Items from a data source
------------------------------------------------------------

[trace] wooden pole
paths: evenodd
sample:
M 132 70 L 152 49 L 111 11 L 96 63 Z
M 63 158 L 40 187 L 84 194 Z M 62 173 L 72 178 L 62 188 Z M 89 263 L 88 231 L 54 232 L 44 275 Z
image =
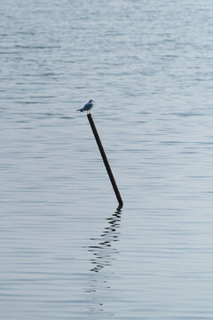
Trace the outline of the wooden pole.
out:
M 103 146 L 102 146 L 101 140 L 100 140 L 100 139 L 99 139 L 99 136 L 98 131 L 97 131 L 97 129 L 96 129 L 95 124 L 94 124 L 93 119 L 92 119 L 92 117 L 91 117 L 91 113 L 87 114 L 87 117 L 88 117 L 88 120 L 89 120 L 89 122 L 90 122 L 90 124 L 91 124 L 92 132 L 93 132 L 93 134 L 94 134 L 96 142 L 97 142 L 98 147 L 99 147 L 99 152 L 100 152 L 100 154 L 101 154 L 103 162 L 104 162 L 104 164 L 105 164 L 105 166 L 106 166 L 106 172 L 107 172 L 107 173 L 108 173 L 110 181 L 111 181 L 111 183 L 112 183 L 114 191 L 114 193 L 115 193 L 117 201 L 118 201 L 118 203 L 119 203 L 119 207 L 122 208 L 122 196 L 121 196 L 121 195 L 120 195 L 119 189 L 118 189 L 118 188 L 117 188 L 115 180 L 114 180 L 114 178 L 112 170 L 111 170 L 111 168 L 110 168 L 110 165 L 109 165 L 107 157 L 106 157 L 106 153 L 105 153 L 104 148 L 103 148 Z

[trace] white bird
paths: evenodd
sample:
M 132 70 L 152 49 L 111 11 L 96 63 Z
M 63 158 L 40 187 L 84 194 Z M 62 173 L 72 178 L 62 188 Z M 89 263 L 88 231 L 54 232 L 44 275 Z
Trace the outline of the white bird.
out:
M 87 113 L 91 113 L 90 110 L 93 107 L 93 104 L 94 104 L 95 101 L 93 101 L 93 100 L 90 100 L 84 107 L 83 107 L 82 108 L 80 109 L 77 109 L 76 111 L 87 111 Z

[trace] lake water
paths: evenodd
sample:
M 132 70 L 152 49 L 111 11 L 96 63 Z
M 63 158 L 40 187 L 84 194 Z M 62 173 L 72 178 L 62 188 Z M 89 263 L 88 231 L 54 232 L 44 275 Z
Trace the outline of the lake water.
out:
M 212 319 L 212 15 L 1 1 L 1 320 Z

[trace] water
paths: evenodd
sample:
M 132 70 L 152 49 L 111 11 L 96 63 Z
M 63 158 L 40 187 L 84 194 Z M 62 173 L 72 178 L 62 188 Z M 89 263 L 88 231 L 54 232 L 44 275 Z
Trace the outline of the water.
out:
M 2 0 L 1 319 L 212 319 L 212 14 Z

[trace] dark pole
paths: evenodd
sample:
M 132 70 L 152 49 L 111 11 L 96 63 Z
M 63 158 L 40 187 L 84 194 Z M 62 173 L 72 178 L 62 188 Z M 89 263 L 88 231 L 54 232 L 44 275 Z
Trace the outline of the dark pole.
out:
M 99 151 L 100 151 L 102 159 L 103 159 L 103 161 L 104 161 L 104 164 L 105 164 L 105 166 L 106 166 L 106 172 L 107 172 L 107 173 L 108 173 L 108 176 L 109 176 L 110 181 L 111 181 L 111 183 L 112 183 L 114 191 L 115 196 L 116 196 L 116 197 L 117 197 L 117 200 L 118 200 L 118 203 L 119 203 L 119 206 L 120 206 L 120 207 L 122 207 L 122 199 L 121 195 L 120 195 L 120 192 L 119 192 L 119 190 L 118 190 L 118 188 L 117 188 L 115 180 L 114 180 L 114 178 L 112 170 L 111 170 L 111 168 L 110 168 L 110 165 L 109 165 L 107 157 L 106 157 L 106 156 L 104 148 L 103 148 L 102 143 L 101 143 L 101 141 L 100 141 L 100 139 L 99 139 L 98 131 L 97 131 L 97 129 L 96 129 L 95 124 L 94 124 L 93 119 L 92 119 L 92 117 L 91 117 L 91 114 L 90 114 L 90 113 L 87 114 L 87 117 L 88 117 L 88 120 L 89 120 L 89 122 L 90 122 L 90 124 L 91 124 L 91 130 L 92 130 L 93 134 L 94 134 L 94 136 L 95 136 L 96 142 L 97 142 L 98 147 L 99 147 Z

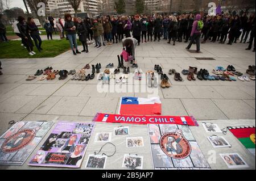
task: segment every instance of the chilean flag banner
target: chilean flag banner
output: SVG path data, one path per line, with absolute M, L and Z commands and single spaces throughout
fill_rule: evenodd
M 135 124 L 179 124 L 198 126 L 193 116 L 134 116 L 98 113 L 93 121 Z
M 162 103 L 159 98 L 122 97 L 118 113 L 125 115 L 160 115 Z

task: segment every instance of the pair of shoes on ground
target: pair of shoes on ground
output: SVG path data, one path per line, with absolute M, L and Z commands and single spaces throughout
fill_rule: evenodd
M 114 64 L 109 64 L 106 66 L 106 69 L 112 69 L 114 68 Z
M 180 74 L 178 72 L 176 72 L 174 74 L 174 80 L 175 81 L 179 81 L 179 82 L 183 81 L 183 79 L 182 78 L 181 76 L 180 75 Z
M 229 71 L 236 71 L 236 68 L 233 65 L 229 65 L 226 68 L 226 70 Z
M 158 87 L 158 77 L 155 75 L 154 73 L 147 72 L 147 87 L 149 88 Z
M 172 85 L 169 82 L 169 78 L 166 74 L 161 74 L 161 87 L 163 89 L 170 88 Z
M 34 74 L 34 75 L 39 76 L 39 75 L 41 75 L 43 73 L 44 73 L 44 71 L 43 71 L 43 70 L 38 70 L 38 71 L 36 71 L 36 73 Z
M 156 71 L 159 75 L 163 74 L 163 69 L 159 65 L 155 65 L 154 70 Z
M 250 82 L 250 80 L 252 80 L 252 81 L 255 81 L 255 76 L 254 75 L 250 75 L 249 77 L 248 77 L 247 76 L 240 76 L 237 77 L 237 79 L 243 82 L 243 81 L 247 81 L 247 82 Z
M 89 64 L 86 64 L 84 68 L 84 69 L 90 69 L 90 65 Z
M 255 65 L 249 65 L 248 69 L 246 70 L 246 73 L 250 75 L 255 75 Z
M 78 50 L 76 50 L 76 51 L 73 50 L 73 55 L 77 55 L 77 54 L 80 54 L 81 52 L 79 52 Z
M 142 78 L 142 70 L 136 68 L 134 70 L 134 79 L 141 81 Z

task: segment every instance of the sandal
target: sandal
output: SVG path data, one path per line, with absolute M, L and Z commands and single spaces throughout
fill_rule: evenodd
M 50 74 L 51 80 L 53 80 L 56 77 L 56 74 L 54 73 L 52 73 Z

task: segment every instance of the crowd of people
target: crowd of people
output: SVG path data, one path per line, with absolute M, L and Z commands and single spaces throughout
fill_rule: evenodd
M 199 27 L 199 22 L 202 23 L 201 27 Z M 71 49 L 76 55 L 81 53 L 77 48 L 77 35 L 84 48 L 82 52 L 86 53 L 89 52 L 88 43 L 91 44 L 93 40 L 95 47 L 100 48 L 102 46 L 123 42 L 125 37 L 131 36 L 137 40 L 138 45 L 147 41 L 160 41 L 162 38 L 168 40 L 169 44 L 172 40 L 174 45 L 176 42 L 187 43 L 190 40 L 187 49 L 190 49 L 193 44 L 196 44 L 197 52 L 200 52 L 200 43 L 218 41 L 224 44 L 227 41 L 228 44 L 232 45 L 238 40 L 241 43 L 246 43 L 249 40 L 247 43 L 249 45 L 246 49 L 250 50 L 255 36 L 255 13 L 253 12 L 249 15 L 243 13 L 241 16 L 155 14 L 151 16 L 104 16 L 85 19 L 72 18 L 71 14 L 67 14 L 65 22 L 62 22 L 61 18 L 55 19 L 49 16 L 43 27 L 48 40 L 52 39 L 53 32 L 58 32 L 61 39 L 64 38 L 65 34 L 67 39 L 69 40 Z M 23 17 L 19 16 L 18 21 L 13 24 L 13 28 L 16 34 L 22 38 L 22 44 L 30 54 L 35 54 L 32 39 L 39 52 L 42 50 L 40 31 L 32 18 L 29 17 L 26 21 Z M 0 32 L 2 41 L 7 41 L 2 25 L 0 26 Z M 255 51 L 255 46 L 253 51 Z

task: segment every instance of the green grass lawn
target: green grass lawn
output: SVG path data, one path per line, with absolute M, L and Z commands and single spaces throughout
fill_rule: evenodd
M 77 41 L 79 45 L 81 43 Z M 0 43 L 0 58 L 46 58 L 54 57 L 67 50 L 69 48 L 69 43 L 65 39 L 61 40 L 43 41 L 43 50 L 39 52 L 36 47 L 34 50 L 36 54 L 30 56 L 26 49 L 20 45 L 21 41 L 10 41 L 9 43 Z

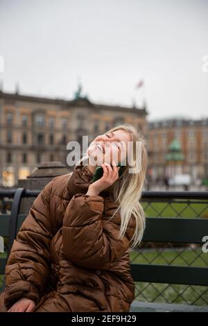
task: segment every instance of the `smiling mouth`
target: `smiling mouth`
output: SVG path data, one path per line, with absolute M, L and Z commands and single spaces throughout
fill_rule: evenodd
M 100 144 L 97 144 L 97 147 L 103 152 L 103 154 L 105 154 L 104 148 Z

------------------------------------------------------------

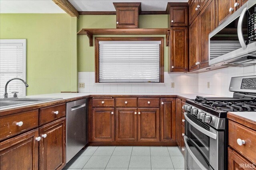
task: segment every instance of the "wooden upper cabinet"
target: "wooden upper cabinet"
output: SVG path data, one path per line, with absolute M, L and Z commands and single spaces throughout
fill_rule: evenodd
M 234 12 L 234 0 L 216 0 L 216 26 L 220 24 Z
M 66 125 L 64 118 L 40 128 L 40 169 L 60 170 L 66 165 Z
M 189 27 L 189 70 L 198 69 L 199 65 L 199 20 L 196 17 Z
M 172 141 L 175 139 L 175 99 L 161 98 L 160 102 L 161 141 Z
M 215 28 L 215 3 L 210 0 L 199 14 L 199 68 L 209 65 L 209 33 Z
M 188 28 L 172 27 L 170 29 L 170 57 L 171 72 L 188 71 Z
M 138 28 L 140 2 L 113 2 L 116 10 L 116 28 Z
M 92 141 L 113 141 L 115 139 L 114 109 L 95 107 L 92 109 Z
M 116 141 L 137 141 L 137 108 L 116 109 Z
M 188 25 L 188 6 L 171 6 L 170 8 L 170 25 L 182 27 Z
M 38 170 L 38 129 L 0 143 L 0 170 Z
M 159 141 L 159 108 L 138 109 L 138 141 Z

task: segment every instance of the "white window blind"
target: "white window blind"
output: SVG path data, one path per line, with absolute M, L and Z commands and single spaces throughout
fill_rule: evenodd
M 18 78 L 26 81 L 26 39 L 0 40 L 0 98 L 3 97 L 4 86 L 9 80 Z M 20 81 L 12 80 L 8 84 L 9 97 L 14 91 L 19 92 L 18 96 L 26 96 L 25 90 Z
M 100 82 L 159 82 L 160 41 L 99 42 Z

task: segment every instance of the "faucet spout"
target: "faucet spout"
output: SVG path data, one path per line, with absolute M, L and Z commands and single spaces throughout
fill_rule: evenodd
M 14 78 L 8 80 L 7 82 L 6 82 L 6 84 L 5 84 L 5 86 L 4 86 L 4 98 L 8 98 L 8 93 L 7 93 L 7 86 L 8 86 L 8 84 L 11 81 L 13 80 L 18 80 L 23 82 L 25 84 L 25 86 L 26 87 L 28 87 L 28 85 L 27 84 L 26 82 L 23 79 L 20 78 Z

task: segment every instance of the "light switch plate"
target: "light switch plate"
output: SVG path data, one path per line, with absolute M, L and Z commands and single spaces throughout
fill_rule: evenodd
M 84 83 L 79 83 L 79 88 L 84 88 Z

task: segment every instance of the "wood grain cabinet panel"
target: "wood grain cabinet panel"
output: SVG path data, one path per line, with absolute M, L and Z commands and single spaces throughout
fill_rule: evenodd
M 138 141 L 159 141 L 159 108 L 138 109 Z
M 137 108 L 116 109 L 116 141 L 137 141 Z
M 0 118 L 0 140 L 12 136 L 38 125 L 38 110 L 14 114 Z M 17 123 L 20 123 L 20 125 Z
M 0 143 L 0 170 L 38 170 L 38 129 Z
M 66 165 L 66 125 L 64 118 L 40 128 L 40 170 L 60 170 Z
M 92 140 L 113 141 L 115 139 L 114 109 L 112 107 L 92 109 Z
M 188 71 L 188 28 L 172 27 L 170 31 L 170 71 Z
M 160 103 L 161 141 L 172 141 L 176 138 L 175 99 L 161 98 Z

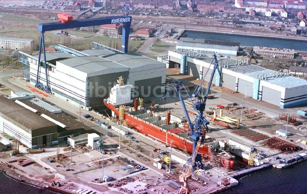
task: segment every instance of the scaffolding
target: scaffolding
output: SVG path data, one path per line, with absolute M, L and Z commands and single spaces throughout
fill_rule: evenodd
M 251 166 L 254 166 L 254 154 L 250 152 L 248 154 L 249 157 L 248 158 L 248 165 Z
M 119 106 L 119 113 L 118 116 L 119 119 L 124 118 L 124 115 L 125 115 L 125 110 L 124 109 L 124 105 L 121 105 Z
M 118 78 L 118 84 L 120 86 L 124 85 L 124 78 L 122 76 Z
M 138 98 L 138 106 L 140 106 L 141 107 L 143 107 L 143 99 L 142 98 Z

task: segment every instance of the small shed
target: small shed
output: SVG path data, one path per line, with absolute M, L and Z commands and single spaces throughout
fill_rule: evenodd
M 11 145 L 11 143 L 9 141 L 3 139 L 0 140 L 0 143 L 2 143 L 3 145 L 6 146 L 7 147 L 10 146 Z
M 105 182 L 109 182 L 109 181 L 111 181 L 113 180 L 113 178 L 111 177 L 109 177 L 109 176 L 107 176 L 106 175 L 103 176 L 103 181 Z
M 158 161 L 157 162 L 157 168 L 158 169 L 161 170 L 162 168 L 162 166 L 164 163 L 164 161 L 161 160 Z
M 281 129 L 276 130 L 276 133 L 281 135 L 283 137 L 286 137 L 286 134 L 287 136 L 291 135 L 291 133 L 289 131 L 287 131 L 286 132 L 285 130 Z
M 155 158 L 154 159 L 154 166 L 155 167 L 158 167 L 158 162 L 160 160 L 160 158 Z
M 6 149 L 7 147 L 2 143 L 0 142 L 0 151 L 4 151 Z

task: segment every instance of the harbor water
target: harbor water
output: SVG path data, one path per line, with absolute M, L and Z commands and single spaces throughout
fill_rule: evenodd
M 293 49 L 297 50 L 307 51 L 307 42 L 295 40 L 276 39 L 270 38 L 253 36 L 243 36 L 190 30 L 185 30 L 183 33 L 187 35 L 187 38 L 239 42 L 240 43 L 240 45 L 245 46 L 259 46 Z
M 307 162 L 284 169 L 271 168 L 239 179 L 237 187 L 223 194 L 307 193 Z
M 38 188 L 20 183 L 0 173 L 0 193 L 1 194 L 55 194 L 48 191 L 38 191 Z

------------------------------------------------------------

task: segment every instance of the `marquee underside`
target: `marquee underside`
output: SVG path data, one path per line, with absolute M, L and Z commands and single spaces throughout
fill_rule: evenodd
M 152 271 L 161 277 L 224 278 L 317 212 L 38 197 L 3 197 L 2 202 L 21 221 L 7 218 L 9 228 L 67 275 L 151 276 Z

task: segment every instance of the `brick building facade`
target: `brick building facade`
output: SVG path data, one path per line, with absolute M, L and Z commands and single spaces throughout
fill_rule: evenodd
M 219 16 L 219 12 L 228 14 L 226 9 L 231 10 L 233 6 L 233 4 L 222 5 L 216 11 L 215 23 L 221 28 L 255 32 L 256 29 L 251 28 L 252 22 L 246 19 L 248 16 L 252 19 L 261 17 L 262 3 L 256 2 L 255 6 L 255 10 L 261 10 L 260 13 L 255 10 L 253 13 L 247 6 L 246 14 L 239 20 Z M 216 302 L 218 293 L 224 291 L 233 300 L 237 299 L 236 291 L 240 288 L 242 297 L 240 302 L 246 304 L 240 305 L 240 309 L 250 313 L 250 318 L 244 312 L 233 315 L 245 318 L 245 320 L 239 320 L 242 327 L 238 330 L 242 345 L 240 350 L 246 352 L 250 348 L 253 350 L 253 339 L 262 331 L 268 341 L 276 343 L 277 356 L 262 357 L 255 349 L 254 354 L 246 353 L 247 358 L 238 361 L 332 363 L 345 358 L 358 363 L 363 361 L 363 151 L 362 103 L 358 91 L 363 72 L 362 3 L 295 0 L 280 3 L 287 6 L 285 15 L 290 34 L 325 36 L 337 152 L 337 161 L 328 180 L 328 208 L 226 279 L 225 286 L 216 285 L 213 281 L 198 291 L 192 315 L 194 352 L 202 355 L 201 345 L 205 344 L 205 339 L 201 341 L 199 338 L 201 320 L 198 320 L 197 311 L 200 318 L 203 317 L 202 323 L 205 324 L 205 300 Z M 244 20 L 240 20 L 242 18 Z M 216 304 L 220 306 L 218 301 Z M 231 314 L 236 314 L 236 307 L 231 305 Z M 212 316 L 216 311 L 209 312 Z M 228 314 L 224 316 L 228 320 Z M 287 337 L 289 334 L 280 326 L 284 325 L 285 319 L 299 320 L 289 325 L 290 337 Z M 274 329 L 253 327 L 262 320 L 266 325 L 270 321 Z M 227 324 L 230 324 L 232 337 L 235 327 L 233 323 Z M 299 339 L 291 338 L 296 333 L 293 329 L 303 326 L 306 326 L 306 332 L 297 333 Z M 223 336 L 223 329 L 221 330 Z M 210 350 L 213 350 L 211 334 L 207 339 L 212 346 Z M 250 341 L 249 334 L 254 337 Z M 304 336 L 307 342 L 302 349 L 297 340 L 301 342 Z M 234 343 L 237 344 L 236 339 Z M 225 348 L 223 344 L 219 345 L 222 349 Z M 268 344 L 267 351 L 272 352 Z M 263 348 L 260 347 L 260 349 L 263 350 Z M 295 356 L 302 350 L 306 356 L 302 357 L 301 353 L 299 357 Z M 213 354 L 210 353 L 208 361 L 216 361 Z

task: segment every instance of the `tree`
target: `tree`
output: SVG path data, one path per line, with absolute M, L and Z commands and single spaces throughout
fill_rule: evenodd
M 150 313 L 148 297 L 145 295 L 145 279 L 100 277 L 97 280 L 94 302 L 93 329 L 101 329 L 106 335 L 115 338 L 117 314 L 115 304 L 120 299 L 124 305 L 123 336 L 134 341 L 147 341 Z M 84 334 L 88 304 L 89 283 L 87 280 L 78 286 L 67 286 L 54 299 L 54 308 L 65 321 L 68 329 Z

------------------------------------------------------------

What you have to do: Pull out everything from the line containing "task: segment every instance of the pair" down to the line containing "M 114 64 L 109", both included, and reproduce those lines verbatim.

Solution for this task:
task: segment every instance of the pair of shoes on ground
target: pair of shoes on ground
output: SVG path data, one path per line, with absolute M, L and Z commands and single spaces throughout
fill_rule: evenodd
M 114 64 L 109 64 L 106 66 L 106 69 L 112 69 L 114 68 Z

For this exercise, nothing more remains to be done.